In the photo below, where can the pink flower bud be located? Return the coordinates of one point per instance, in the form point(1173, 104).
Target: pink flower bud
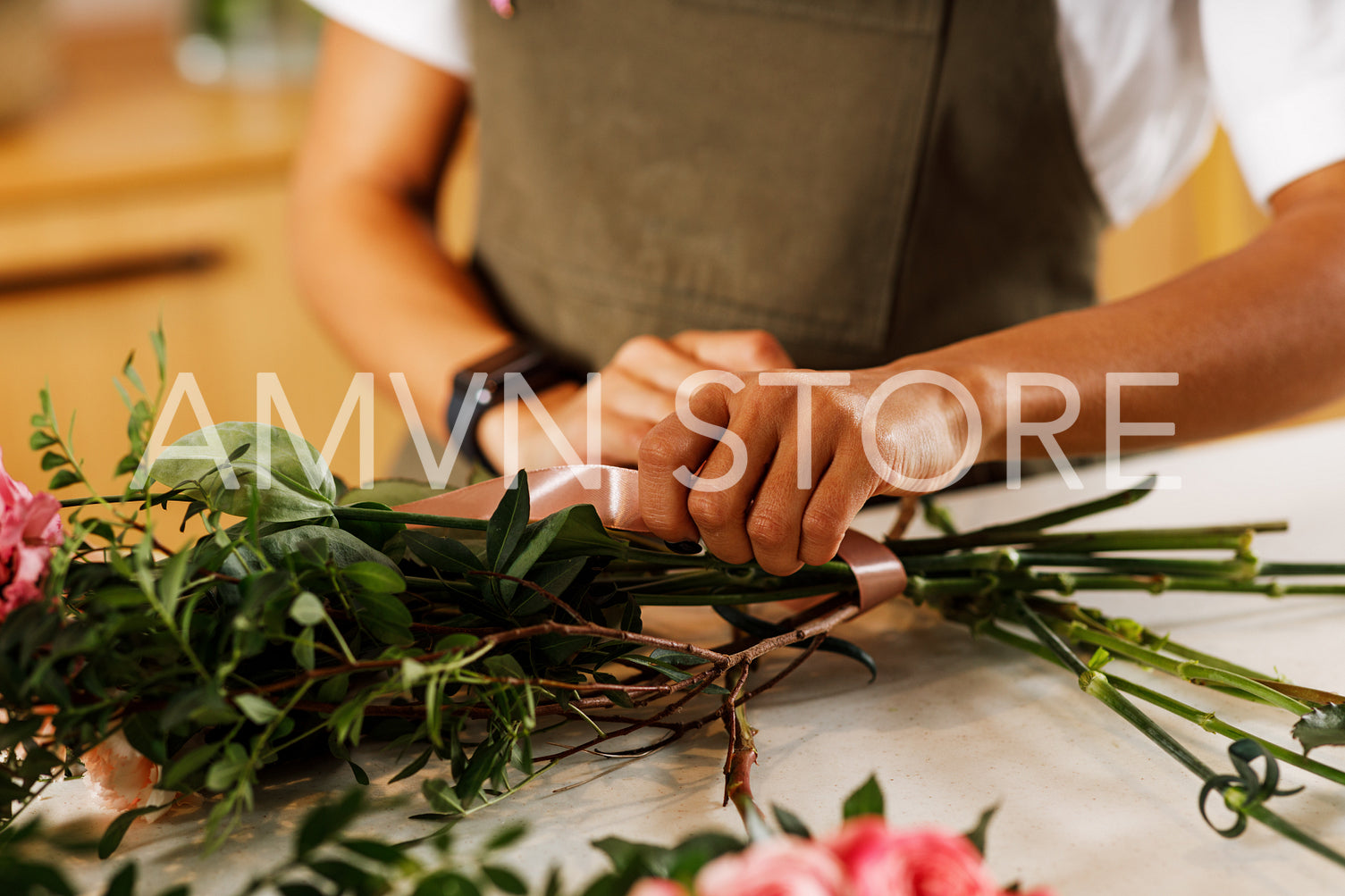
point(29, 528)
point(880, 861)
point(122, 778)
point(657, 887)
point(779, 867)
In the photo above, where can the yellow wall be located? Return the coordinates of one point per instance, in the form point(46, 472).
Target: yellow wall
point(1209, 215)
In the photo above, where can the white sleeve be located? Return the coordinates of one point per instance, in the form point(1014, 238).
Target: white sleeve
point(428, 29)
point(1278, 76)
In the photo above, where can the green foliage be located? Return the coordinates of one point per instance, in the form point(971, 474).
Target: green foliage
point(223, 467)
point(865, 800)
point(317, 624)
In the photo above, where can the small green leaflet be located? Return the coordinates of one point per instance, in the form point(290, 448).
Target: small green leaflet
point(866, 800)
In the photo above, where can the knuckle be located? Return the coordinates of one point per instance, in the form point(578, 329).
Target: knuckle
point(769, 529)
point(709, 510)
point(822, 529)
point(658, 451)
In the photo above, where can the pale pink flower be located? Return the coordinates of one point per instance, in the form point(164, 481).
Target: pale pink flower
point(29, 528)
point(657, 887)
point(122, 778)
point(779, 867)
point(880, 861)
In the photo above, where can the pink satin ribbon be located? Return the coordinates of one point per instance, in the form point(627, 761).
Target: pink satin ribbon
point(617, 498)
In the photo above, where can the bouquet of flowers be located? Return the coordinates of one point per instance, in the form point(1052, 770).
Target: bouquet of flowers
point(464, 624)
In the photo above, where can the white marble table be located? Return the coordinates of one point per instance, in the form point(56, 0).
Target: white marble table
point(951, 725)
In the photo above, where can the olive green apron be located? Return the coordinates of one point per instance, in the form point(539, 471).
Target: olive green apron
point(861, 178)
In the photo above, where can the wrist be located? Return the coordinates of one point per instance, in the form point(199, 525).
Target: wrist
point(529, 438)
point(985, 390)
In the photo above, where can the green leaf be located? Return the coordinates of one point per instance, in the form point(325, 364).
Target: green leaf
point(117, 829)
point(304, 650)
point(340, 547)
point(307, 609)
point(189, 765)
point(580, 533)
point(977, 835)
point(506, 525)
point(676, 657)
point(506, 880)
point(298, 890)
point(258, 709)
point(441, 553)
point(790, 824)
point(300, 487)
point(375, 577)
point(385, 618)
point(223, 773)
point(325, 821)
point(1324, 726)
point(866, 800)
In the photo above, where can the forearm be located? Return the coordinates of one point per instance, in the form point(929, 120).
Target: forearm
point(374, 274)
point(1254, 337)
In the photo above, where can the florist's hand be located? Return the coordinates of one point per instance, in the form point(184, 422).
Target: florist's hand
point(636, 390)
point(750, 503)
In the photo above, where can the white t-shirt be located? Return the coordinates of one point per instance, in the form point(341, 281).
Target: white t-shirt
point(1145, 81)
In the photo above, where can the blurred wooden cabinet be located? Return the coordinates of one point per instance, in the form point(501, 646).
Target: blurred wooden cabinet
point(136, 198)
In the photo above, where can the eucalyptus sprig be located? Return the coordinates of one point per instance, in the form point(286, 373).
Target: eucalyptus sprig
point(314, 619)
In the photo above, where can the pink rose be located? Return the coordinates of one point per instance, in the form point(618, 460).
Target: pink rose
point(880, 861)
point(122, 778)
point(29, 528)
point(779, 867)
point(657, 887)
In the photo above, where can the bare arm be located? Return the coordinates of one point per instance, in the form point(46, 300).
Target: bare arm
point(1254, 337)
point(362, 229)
┄┄┄┄┄┄┄┄┄┄┄┄┄┄┄┄┄┄┄┄
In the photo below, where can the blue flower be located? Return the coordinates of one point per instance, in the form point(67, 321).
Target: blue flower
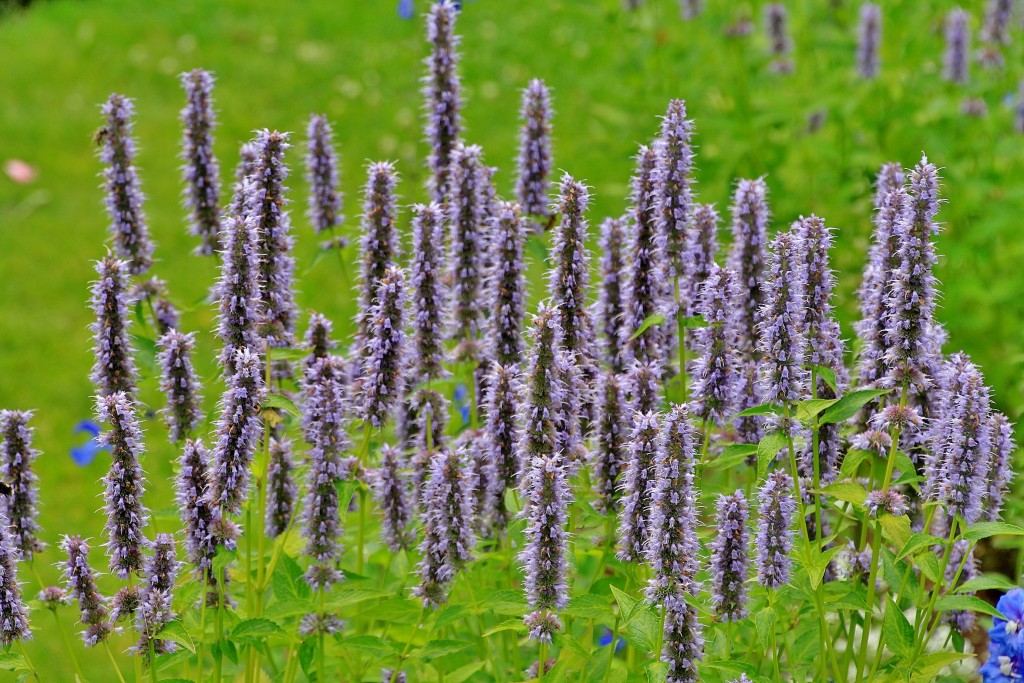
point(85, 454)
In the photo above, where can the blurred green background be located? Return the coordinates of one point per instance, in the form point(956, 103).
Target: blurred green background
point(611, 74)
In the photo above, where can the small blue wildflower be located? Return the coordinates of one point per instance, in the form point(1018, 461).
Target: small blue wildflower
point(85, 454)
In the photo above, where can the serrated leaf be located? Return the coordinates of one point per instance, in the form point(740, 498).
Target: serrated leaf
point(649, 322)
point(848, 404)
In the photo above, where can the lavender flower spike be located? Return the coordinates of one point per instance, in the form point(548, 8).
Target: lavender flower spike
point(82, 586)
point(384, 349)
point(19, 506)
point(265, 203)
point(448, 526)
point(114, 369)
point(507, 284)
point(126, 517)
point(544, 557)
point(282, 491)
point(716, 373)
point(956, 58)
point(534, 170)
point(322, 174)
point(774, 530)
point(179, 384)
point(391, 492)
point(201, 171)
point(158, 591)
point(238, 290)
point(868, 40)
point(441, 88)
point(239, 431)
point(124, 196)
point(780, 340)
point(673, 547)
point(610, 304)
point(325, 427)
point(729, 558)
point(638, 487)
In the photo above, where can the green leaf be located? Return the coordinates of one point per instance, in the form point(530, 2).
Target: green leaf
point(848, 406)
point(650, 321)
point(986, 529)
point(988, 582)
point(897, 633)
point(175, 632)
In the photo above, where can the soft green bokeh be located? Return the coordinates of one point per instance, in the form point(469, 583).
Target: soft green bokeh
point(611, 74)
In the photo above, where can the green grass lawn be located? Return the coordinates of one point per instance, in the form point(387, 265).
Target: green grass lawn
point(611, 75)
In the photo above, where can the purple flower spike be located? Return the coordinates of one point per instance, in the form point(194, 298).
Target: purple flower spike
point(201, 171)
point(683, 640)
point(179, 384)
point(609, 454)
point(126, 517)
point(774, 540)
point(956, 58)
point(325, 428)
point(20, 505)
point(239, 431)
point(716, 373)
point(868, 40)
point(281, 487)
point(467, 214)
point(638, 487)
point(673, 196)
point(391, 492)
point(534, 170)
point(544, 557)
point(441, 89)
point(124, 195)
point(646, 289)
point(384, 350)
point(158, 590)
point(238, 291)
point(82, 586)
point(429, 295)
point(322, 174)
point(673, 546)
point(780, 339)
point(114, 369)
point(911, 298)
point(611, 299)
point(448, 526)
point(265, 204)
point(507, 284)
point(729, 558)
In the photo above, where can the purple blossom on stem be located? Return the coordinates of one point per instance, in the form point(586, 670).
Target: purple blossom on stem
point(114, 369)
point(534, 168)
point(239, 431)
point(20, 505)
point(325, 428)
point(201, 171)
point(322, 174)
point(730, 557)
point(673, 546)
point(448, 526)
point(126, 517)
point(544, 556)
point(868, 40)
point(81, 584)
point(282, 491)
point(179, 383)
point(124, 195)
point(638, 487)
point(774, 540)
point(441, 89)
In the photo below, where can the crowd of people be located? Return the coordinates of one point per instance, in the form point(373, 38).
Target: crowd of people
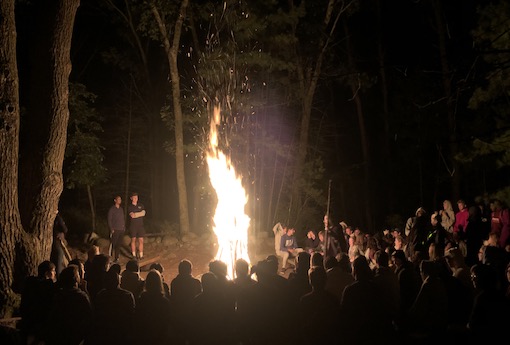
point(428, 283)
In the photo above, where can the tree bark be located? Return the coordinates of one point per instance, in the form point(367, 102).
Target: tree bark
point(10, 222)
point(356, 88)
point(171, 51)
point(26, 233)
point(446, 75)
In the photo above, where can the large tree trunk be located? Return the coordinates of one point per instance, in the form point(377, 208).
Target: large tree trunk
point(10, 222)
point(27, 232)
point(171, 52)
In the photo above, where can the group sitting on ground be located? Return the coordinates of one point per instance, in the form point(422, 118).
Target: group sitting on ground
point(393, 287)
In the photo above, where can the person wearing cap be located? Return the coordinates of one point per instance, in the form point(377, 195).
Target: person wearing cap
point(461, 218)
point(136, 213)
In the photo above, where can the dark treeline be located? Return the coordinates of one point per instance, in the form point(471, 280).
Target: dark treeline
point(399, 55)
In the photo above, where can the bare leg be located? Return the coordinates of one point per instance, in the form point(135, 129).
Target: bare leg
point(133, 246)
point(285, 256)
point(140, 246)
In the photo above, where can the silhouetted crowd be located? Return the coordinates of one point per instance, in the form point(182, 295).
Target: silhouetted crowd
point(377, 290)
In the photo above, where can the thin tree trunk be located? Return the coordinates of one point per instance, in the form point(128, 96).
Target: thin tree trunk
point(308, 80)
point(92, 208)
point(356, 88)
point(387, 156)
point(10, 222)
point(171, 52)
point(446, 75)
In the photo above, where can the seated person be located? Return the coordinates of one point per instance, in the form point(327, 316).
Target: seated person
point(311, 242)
┄┄┄┄┄┄┄┄┄┄┄┄┄┄┄┄┄┄┄┄
Line count for the word "below": state how many lines of the listing hold it, and give only that number.

3